• Passage provided:
Single by Bring Me the Horizon

from the album Sempiternal
- Released: 6 June 2013
- Genre: Metalcore; symphonic metal;
- Length: 4:02
- Label: Sony; RCA; Epitaph;
- Songwriter(s): Oliver Sykes; Lee Malia; Jordan Fish;
- Producer(s): Terry Date

Bring Me the Horizon singles chronology
| "Sleepwalking" (2013) | "Go to Hell, for Heaven's Sake" (2013) | "Can You Feel My Heart" (2013) |

Music video
- "Go to Hell, for Heaven's Sake" on YouTube

= Go to Hell, for Heaven's Sake =

"Go to Hell, for Heaven's Sake" is a song by British rock band Bring Me the Horizon. Written by vocalist Oliver Sykes, guitarist Lee Malia and keyboardist Jordan Fish, it was produced by Terry Date and featured on the band's 2013 fourth studio album Sempiternal. The song was also released as the third single from the album on 6 June 2013, reaching number 22 on the US Billboard Mainstream Rock chart.

==Promotion and release==
The song was released as the third single from Sempiternal on 7" picture disc on 6 June 2013, backed with a remix of the song produced by Rogue. ClashMusic.com praised the remix as "the sort of once-over that'll have bass-heads beaming".

In addition to Sempiternal, "Go to Hell, for Heaven's Sake" was also featured on the band's debut live video album, 2015's Live at Wembley, as well as their second, 2016's Live at the Royal Albert Hall.

==Composition and lyrics==
The writing and recording process for "Go to Hell, for Heaven's Sake" was slightly different to the normal approach adopted by Bring Me the Horizon - speaking to Sugarscape.com, bassist Matt Kean recalled that "for this one, instead of going into a room to jam and play the songs we would pre-record riffs or keyboard parts ... then if there was a good part we'd record it on the computer directly". Speaking about the song to Metal Hammer in a track-by-track commentary of Sempiternal, vocalist Oliver Sykes proclaimed that the band "were after a faster, more fun song to pick up the pace", calling it "probably the funnest track on the CD".

Noisecreep's Greg Srisavasdi claimed that "Go to Hell, for Heaven's Sake" is "an aggressive verbal attack on an unnamed recipient". Describing the style of the track, Loudwire's Joe DiVita outlined that "The song ... is a balance of softer moments and higher energy moments like the hook-laden chorus. Atmospheric synthesizers provide a somber atmosphere to the edgier lyrics that deal with loss and angst".

• Task data:
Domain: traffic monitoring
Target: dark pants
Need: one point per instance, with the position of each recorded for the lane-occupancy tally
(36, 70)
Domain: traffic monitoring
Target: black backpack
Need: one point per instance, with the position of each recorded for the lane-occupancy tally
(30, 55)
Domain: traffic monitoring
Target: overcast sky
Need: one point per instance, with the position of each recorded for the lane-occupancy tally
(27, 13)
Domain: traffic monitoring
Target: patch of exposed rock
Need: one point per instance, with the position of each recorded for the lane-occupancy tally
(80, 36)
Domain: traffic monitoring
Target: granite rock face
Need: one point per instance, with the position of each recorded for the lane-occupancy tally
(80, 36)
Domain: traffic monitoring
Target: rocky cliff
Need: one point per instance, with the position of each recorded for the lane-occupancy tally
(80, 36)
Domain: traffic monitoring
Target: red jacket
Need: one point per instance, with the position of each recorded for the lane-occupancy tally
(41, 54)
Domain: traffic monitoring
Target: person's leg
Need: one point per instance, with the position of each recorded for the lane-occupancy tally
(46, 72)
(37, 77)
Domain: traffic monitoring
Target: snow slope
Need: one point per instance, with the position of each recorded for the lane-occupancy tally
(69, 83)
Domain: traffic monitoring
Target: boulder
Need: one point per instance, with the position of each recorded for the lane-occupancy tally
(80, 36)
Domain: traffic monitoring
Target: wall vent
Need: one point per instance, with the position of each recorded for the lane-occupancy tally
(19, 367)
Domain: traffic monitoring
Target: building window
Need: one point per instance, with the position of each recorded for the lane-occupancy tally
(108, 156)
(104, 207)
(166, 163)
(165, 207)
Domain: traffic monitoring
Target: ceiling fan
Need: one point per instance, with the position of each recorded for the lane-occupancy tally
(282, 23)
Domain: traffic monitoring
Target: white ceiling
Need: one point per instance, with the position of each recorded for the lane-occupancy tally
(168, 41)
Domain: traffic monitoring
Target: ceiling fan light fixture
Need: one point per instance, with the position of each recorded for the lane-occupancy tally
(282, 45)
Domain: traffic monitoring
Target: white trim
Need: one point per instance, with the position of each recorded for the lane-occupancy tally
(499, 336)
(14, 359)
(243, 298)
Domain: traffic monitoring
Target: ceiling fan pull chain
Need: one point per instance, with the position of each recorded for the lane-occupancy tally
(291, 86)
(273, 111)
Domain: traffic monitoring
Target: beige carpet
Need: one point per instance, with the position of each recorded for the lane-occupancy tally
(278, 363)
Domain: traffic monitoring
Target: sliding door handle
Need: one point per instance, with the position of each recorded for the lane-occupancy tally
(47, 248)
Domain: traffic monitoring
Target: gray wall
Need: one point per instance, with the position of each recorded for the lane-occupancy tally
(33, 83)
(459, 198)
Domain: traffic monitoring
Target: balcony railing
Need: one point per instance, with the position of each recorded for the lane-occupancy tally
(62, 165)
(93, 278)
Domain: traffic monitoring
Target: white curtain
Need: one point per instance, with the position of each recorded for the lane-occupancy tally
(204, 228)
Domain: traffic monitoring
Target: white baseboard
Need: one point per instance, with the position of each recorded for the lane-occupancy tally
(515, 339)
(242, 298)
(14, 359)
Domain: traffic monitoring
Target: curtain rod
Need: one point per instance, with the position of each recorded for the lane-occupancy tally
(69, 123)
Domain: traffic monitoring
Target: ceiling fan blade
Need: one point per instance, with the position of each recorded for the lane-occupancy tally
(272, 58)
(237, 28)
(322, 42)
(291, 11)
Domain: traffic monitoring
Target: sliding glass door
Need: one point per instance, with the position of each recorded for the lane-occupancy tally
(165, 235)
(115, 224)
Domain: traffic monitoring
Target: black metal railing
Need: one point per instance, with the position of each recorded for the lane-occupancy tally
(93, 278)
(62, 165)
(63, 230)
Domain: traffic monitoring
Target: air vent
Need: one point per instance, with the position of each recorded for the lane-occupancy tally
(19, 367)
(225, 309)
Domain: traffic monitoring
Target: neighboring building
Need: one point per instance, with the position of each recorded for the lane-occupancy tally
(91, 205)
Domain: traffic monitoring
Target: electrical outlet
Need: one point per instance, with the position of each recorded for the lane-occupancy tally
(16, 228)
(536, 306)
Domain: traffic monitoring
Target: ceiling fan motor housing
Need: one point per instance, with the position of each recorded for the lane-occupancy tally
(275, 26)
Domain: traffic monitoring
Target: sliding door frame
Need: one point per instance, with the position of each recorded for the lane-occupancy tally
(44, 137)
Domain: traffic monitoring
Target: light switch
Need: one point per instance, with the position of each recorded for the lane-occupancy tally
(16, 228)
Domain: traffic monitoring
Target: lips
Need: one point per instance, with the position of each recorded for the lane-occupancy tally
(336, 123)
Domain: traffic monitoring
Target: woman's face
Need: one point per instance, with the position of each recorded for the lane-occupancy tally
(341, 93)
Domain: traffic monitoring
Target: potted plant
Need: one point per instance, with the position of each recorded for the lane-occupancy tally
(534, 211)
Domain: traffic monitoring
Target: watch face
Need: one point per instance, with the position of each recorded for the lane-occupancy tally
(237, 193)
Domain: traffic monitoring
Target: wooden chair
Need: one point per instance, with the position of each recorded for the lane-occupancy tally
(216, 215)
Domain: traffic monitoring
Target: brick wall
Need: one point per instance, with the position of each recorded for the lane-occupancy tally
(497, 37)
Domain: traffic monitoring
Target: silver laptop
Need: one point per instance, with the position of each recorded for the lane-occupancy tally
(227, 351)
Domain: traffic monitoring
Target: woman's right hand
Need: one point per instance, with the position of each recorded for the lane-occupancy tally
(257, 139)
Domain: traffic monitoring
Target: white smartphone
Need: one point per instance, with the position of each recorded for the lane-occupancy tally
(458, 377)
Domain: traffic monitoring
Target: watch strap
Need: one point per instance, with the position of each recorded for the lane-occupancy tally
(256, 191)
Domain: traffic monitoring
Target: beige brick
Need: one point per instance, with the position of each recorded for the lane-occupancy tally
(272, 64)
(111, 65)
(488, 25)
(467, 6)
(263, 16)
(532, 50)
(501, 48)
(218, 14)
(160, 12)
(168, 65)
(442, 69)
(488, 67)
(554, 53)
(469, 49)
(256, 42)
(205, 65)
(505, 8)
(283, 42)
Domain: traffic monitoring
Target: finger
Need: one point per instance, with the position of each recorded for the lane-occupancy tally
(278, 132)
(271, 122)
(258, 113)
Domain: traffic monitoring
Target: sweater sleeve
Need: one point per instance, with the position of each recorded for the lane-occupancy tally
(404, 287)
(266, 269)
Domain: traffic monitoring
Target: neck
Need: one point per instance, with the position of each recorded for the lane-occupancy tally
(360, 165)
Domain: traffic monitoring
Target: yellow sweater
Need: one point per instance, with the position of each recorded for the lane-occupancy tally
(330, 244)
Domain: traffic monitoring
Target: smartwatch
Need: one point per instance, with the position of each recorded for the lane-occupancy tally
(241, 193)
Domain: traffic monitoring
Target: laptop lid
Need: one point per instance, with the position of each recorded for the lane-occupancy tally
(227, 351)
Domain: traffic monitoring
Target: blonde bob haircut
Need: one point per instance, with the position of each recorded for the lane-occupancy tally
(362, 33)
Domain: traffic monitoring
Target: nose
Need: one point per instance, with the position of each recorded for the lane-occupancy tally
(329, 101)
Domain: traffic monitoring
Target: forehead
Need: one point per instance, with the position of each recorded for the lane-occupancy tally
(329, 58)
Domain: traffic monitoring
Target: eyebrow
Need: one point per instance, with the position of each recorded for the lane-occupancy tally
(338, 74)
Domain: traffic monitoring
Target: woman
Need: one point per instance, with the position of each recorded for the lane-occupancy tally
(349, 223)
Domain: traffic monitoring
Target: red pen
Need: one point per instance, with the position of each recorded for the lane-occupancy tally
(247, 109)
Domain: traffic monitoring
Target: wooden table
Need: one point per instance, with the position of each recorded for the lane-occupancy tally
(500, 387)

• Short problem 1: In the song article, what peak position did "Go to Hell, for Heaven's Sake" reach on the US Billboard Mainstream Rock chart?
• Short problem 2: Extract each line of the entries that contains the string "curtain".

• Result 1: Number 22.

• Result 2:
Target: white curtain
Target: curtain rod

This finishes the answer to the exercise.